DOCUMENT EXCERPT:
Teagueduino will run the code anytime it has power over USB -- communication
is only needed while programming/debugging. With a USB battery backup, you can
run self-contained projects. [http://www.amazon.com/5000mAh-External-Motorola-
Blackberry-N...](http://www.amazon.com/5000mAh-External-Motorola-Blackberry-
Nintendo/dp/B004P8E612/)

We've also been thinking about integration of wireless. It quickly makes
things more complex and expensive (unfortunate for beginners and
education/schools), but enables lots of cool projects (especially vehicles and
remote automation). In the meantime, you should be able to use a wireless USB
cable setup if you want to remotely program/play with it:
[http://www.amazon.com/Cables-Go-29570-TruLink-
Wireless/dp/B0...](http://www.amazon.com/Cables-Go-29570-TruLink-
Wireless/dp/B001JEPC3G)

LISTING:
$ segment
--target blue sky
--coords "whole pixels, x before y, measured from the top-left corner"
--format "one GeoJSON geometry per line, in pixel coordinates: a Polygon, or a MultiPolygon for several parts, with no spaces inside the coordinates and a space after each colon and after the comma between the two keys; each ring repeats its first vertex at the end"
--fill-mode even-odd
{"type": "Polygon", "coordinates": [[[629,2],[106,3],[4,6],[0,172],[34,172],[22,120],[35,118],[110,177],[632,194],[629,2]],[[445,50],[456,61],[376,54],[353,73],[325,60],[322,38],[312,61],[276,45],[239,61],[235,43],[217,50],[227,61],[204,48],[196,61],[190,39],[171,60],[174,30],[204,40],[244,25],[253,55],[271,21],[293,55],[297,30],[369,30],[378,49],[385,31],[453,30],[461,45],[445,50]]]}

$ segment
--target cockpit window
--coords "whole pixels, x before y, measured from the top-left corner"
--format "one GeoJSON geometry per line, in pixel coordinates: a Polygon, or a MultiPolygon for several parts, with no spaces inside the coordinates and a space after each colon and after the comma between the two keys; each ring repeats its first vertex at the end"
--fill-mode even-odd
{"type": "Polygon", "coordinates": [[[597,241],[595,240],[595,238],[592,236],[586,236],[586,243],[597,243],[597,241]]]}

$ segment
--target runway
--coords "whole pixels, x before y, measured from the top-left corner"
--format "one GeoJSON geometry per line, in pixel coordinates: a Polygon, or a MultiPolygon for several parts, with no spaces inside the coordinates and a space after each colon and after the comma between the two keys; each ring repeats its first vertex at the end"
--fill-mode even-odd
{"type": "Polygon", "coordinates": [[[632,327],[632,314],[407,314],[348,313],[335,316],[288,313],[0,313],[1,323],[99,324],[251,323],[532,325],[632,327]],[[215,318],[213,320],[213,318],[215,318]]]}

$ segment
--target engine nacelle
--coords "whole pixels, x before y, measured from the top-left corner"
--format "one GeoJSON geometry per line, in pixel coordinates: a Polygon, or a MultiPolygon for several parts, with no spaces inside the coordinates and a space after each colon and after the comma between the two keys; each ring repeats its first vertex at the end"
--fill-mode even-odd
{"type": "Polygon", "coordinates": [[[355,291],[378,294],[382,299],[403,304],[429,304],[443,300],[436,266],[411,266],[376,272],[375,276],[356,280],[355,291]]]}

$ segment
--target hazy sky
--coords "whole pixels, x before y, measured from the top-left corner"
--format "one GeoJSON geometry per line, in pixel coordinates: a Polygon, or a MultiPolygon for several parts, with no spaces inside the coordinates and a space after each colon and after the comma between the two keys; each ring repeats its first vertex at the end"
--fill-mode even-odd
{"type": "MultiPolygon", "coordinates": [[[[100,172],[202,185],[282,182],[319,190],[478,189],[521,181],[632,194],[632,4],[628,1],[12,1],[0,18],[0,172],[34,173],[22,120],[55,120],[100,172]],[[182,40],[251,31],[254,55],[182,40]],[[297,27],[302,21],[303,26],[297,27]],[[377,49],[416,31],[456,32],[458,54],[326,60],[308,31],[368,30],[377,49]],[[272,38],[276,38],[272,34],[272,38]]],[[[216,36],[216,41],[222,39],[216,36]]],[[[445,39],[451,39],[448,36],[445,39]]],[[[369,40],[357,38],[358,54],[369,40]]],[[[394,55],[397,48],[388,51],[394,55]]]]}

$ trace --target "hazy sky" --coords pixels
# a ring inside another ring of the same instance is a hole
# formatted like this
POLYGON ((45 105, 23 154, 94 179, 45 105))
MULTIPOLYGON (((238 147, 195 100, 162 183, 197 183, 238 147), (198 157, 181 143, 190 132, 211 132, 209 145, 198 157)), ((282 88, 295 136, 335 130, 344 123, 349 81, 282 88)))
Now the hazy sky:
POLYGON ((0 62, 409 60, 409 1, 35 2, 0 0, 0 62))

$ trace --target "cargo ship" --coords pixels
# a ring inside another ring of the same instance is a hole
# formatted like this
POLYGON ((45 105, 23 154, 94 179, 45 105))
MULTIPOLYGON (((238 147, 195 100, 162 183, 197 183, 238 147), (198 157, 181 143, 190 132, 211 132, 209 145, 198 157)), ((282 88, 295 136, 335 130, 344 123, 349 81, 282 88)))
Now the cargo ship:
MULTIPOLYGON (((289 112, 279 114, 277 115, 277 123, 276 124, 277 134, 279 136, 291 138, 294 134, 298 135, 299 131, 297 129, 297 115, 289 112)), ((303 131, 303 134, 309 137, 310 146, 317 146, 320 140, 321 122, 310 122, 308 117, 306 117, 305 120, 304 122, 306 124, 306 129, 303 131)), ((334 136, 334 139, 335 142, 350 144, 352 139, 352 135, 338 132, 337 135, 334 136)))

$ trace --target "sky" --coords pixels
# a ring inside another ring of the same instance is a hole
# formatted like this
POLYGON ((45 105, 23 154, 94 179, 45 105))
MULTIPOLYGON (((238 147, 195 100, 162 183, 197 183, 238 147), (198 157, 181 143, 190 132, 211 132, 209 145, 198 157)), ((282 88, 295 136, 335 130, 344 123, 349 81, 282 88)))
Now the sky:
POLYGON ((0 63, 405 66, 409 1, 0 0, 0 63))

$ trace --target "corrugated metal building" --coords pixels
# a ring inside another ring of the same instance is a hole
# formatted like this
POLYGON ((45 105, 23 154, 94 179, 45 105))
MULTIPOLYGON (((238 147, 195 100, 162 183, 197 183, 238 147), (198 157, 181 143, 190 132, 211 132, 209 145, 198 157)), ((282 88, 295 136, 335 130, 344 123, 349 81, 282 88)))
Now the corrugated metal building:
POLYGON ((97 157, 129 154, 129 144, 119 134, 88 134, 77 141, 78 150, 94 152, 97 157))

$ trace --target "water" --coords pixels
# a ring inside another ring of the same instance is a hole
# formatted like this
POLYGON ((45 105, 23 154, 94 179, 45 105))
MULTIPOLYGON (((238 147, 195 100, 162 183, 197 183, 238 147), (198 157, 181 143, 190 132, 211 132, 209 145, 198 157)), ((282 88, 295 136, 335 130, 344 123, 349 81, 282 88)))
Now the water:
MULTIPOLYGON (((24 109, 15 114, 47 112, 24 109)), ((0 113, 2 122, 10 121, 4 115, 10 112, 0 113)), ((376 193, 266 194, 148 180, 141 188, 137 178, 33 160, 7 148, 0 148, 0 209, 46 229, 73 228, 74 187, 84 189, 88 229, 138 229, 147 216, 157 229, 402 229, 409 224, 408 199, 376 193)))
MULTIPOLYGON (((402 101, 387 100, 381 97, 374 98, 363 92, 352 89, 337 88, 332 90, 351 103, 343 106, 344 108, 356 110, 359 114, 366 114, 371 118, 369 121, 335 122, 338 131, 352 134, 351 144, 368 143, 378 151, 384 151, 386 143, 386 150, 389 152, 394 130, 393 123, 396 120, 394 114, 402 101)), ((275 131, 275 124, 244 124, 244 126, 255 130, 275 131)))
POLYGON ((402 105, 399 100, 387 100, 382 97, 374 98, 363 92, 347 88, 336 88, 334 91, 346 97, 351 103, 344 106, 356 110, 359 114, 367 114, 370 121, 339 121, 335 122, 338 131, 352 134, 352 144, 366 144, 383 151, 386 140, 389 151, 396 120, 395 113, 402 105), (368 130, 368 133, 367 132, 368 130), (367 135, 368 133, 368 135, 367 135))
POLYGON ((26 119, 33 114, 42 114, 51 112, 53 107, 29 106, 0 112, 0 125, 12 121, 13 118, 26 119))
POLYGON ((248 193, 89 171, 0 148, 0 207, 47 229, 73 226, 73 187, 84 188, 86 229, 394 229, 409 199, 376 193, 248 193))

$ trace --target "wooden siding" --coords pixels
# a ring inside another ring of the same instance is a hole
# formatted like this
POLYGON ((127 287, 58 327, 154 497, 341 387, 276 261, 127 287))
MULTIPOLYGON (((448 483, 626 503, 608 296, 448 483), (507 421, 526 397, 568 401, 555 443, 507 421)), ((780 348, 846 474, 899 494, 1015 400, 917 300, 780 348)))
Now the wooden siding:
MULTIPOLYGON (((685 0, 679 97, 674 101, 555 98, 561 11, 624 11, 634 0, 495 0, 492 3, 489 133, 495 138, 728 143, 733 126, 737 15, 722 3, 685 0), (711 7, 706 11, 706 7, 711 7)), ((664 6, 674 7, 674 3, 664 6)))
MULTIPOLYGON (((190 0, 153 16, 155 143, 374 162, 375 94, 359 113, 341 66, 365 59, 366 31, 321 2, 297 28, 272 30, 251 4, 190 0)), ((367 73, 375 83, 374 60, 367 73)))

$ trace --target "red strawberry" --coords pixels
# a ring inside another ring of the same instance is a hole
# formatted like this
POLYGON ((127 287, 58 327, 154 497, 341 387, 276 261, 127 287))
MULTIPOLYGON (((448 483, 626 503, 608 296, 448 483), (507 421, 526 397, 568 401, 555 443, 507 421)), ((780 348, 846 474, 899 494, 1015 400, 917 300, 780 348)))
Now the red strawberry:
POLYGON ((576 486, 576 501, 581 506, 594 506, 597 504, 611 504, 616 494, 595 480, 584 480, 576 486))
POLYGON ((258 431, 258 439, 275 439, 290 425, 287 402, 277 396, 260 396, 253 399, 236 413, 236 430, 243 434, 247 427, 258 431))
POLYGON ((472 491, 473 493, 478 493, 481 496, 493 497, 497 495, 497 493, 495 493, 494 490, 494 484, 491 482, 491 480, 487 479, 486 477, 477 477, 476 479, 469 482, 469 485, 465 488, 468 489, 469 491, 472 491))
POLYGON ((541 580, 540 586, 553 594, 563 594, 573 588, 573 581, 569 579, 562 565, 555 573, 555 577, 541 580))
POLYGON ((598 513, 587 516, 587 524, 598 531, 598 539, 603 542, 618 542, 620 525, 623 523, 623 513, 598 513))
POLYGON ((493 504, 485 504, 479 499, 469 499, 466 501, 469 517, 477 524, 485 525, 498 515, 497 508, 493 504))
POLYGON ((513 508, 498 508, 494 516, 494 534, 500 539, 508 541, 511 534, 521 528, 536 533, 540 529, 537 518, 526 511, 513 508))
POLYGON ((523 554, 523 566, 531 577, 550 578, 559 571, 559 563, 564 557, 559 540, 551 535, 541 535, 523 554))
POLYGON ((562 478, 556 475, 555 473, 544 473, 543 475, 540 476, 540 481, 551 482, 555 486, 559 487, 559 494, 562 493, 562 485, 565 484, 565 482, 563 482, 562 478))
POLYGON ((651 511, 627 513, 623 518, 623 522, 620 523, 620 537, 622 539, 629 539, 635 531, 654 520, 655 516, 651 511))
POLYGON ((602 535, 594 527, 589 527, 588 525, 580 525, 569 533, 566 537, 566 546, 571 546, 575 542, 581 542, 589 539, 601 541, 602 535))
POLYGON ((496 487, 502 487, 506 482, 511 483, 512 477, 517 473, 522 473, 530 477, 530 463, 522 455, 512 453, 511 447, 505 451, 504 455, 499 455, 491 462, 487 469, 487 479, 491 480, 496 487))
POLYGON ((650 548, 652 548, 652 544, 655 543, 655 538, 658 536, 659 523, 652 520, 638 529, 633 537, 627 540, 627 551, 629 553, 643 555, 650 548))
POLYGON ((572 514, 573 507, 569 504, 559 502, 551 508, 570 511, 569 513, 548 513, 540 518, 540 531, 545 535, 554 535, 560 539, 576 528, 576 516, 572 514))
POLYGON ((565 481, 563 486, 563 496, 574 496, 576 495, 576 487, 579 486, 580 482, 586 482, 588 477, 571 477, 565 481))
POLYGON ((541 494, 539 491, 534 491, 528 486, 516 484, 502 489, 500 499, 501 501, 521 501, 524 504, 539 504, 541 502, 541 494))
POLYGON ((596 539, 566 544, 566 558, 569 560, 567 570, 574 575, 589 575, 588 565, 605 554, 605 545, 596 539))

TASKS FOR THIS EXERCISE:
#1 Copy the stretch of the Teagueduino post from "Teagueduino will run" through "Wireless/dp/B001JEPC3G)".
#2 Report every line of the records that contains the string "hazy". Matching is case-sensitive.

COMPLETE ANSWERS:
#1
Teagueduino will run the code anytime it has power over USB -- communication
is only needed while programming/debugging. With a USB battery backup, you can
run self-contained projects. [http://www.amazon.com/5000mAh-External-Motorola-
Blackberry-N...](http://www.amazon.com/5000mAh-External-Motorola-Blackberry-
Nintendo/dp/B004P8E612/)

We've also been thinking about integration of wireless. It quickly makes
things more complex and expensive (unfortunate for beginners and
education/schools), but enables lots of cool projects (especially vehicles and
remote automation). In the meantime, you should be able to use a wireless USB
cable setup if you want to remotely program/play with it:
[http://www.amazon.com/Cables-Go-29570-TruLink-
Wireless/dp/B0...](http://www.amazon.com/Cables-Go-29570-TruLink-
Wireless/dp/B001JEPC3G)

#2
--target hazy sky
$ trace --target "hazy sky" --coords pixels
Now the hazy sky:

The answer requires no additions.